• Task prompt:
Copy out the data below, all of it, exactly.

(Referring expression data)
────────────────

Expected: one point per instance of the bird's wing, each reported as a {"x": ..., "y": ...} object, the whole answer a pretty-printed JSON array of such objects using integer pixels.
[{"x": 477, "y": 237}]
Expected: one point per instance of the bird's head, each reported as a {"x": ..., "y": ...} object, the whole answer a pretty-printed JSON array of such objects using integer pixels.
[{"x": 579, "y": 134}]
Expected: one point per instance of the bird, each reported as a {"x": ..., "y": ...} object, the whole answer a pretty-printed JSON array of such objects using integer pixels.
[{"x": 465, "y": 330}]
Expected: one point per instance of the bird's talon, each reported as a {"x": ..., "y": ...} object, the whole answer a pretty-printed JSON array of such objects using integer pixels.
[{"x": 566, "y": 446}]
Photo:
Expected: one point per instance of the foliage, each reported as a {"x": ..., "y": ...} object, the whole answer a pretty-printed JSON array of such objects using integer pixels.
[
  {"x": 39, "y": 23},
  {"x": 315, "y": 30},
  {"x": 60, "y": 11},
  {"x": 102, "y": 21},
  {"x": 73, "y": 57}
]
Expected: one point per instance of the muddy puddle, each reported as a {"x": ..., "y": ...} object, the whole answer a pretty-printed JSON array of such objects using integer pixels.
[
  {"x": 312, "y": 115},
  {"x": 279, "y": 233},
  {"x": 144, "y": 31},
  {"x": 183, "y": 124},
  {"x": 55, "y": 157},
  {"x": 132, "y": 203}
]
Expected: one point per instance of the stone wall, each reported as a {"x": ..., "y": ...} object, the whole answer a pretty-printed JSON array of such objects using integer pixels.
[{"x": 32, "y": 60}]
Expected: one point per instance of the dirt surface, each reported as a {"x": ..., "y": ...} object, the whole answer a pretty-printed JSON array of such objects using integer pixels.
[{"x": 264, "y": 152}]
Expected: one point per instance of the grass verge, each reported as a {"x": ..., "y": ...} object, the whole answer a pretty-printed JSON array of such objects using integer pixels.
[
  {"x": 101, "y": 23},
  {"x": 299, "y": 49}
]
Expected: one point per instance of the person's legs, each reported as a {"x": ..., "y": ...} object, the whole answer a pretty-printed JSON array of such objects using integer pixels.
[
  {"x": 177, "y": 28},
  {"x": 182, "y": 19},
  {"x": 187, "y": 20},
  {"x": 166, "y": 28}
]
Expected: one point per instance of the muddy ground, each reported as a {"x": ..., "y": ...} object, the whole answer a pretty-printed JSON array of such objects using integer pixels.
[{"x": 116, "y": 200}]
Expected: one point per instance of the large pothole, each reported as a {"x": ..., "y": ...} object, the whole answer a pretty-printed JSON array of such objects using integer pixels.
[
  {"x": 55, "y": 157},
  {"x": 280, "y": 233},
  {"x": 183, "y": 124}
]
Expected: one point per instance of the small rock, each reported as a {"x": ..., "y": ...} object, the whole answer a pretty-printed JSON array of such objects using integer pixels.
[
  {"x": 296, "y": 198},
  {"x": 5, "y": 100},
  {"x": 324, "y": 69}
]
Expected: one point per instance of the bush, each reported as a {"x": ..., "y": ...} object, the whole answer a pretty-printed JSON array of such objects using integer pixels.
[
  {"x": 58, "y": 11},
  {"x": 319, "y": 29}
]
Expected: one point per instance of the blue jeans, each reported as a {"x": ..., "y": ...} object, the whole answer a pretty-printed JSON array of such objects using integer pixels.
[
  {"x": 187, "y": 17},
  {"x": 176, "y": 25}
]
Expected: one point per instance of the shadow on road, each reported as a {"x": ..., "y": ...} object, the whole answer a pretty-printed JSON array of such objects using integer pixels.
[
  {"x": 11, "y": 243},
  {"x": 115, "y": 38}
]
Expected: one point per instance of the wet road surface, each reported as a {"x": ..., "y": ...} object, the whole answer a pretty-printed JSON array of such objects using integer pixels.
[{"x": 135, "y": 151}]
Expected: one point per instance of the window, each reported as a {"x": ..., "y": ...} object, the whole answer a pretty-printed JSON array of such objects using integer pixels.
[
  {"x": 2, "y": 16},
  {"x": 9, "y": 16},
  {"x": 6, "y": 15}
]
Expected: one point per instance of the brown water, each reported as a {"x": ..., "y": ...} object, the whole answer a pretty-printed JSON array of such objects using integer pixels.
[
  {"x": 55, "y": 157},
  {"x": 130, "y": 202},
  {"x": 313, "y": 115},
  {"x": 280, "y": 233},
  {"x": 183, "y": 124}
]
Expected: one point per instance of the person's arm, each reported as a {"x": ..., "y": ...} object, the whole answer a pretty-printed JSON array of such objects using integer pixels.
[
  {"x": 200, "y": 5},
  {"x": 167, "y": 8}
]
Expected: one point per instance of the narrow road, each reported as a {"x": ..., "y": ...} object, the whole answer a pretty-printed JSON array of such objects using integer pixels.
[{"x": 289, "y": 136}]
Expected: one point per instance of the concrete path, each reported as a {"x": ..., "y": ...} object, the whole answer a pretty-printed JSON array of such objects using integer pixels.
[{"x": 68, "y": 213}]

────────────────

• Answer below:
Expected: one point per instance of the bird's wing, each reported as a {"x": ..., "y": ...} object, the whole answer a pretty-printed JSON array of such objects using integer pixels.
[{"x": 477, "y": 237}]
Expected: one point per instance of the bird's head, each reported as a {"x": ..., "y": ...} object, the whole answer a pretty-printed JSON array of such objects using integer pixels.
[{"x": 579, "y": 134}]
Expected: one point per instance of the bird, each reported as a {"x": ..., "y": ...} object, the whole answer a pretty-printed JSON array of such objects using integer pixels.
[{"x": 465, "y": 330}]
Expected: one point per instance of the bird's talon, each reported as a {"x": ..., "y": ...} object, the whole answer a pretty-printed JSON array of such objects using integer pixels.
[{"x": 566, "y": 446}]
Photo:
Expected: one point per instance of the foliage, each reported as a {"x": ..., "y": ...} object, the whole answer a pretty-printed JSON array of such objects using integer pixels.
[
  {"x": 39, "y": 23},
  {"x": 315, "y": 30},
  {"x": 60, "y": 11},
  {"x": 102, "y": 21},
  {"x": 73, "y": 57}
]
Expected: one point per instance of the muddy puddle, each reported as a {"x": ..., "y": ...} object, the whole answer a pretty-printed JSON array of such objects using integer pixels.
[
  {"x": 312, "y": 115},
  {"x": 279, "y": 233},
  {"x": 144, "y": 31},
  {"x": 183, "y": 124},
  {"x": 55, "y": 157},
  {"x": 132, "y": 203}
]
Expected: one point per instance of the stone wall, each reported as a {"x": ..., "y": ...} object, the whole answer a pretty-printed JSON array of such objects using integer pixels.
[{"x": 32, "y": 60}]
Expected: one point per instance of the dirt surface, each reported as a {"x": ..., "y": ...} object, the whole answer a pretty-printed JSON array of such objects using integer pixels.
[{"x": 264, "y": 152}]
Expected: one point per instance of the grass verge, each reported as a {"x": ..., "y": ...} object, the whole answer a pretty-printed JSON array of such objects using integer pixels.
[
  {"x": 101, "y": 23},
  {"x": 299, "y": 49}
]
Expected: one point per instance of the person's legs, each reported as a {"x": ..., "y": ...} object, the whole answer a pretty-printed JSON array of such objects using integer pixels.
[
  {"x": 177, "y": 28},
  {"x": 182, "y": 19},
  {"x": 187, "y": 20},
  {"x": 166, "y": 28}
]
Expected: one point per instance of the muddy ground, each reported as a {"x": ..., "y": ...} object, the whole answer a pretty-printed JSON array of such objects using integer pixels.
[{"x": 116, "y": 200}]
Expected: one point per instance of the large pothole, each reported as a {"x": ..., "y": ...} object, the whole answer a pretty-printed JSON array of such objects using integer pixels.
[
  {"x": 55, "y": 157},
  {"x": 280, "y": 233},
  {"x": 183, "y": 124}
]
Expected: one point per instance of the small rock, each reported as a {"x": ..., "y": ...} object, the whole answer a pretty-printed JSON array of such objects using integer pixels.
[
  {"x": 296, "y": 198},
  {"x": 5, "y": 100},
  {"x": 324, "y": 69}
]
Expected: one point per instance of the bush, each reported as a {"x": ..., "y": ...} object, the whole answer a pretty-printed JSON array of such objects using integer pixels.
[
  {"x": 58, "y": 11},
  {"x": 319, "y": 29}
]
Expected: one point per instance of the blue jeans, each reported as a {"x": ..., "y": ...} object, the whole answer a pretty-printed JSON array of such objects using integer pixels.
[
  {"x": 187, "y": 17},
  {"x": 176, "y": 25}
]
Expected: one point per instance of the shadow on road, each reported as a {"x": ..., "y": ...} object, the whole answer a pretty-printed JSON array of such objects using integer pixels.
[
  {"x": 11, "y": 243},
  {"x": 115, "y": 38}
]
Expected: one point per instance of the wet road surface, each reported as a {"x": ..., "y": ...} object, the whole answer a pretty-printed JSON array of such objects using integer pixels.
[{"x": 135, "y": 151}]
Expected: one point per instance of the window, each reported as a {"x": ..., "y": ...} object, the whole answer a pretty-printed JSON array of such objects using integer pixels.
[
  {"x": 2, "y": 16},
  {"x": 9, "y": 16},
  {"x": 6, "y": 15}
]
Expected: one point per instance of the brown water, each reported as a {"x": ..., "y": ...} object, the whole answer a pretty-printed JSON array of such objects using integer pixels.
[
  {"x": 55, "y": 157},
  {"x": 130, "y": 202},
  {"x": 313, "y": 115},
  {"x": 280, "y": 233},
  {"x": 183, "y": 124}
]
Expected: one point per instance of the person's arm, each reported as a {"x": ..., "y": ...} object, the whole answer a pretty-printed JSON array of such objects using integer pixels.
[
  {"x": 200, "y": 5},
  {"x": 167, "y": 8}
]
Expected: one point per instance of the narrow road, each reported as a {"x": ..., "y": ...} object, the whole answer a pretty-printed JSON array of such objects using integer pixels.
[{"x": 289, "y": 136}]
Expected: one point per instance of the concrete path, each reported as a {"x": ..., "y": ...} object, the whole answer a pretty-printed JSON array of such objects using integer pixels.
[{"x": 68, "y": 213}]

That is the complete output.